Neues Album und Clip-Release

Die australisch-stämmige Schweizerin hat sich mit ihrem ungewöhnlichen Mix aus Elektro, Pop und visuell aufregenden Auftritten schnell einen Namen gemacht. Gerade ist ihr Album «Glitch Trigger, Chapter 1» erschienen, und wir haben mit ihr über Druck, Karriere-Tipps und Lady Gaga gesprochen. Von Julia Sabino

Es ist ein milder Frühlingstag als ich mich mit Jessiquoi zum Interview treffe, die Menschen sitzen wieder unter den Lauben der Berner Innenstadt. Wir verabreden uns vor den Türen des erst kürzlich eröffneten City Pubs, einer Bar in den Räumlichkeiten des einstigen Kino City der Aarbergergasse. Jessiquoi wirkt entspannt, wir umarmen uns zur Begrüssung, danach schlendern wir gemeinsam in einen der ehemaligen Kinosäle und beginnen uns zu unterhalten.

BM: Erzähl uns doch ein wenig über dein neues Album
«Glitch Trigger (Chapter 1)», das am 16. Mai erschienen ist. Bist du aufgeregt vor dem Release?

Jessiquoi: Ich bezeichne das Album eigentlich als eine Zusammenfassung aller meiner bisherigen Werke. Das Ganze war ein echter Prozess, in dem ich mich vor allem als Produzentin erst einmal finden musste. Umso gespannter bin ich, wie das Ergebnis ankommen wird, schliesslich habe ich lange daran gearbeitet: Jeder Song hat eine eigene Persönlichkeit, eine Art eigenen Charakter. So entstand schliesslich die Idee, ein komplettes Konzeptalbum daraus zu machen.

Cover photo by Manuel Lopez Photography

Worauf dürfen sich deine Fans musikalisch freuen?

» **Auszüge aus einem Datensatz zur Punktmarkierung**
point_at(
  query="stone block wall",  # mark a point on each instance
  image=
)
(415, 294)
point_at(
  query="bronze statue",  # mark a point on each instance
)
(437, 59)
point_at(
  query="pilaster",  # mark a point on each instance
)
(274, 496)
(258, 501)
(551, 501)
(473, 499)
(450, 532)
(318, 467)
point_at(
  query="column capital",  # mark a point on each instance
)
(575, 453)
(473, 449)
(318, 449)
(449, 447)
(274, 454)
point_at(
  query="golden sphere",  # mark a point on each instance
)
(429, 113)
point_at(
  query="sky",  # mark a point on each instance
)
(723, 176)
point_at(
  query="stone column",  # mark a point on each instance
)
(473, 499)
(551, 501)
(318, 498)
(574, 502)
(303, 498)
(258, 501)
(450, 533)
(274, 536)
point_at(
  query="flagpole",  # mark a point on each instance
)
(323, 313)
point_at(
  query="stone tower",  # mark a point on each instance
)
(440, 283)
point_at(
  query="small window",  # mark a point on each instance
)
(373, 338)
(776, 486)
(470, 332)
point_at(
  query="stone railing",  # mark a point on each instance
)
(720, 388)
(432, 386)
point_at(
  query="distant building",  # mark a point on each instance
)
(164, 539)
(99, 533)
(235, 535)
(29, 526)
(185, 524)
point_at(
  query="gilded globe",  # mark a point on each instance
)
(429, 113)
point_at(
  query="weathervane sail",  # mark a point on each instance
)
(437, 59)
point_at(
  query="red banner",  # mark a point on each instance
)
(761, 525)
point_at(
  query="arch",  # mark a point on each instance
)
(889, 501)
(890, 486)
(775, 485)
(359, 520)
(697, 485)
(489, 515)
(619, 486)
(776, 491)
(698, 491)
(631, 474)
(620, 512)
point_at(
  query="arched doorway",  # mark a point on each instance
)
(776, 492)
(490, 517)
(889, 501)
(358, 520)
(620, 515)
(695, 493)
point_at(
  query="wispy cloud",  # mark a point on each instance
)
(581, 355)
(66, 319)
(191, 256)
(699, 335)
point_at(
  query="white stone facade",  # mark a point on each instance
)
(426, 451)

» **AUFGABEN**
1. Stimmen die folgenden Aussagen mit dem Text über Jessiquoi überein? Antworte jeweils mit Ja oder Nein und zitiere die entscheidenden Worte aus dem Text. (a) Das Album ist am 16. Mai erschienen. (b) Das Interview fand an einem regnerischen Herbsttag statt. (c) Jessiquoi bezeichnet das Album als Zusammenfassung aller ihrer bisherigen Werke.
2. Zähle die Zeilen, in denen die Zeichenfolge „column“ vorkommt, und gib nur ihre Anzahl an. Groß- und Kleinschreibung wird dabei beachtet.

» **DIE LÖSUNGEN**
1.
(a) Ja: „das am 16. Mai erschienen ist“
(b) Nein: „Es ist ein milder Frühlingstag“
(c) Ja: „Ich bezeichne das Album eigentlich als eine Zusammenfassung aller meiner bisherigen Werke.“

2. 2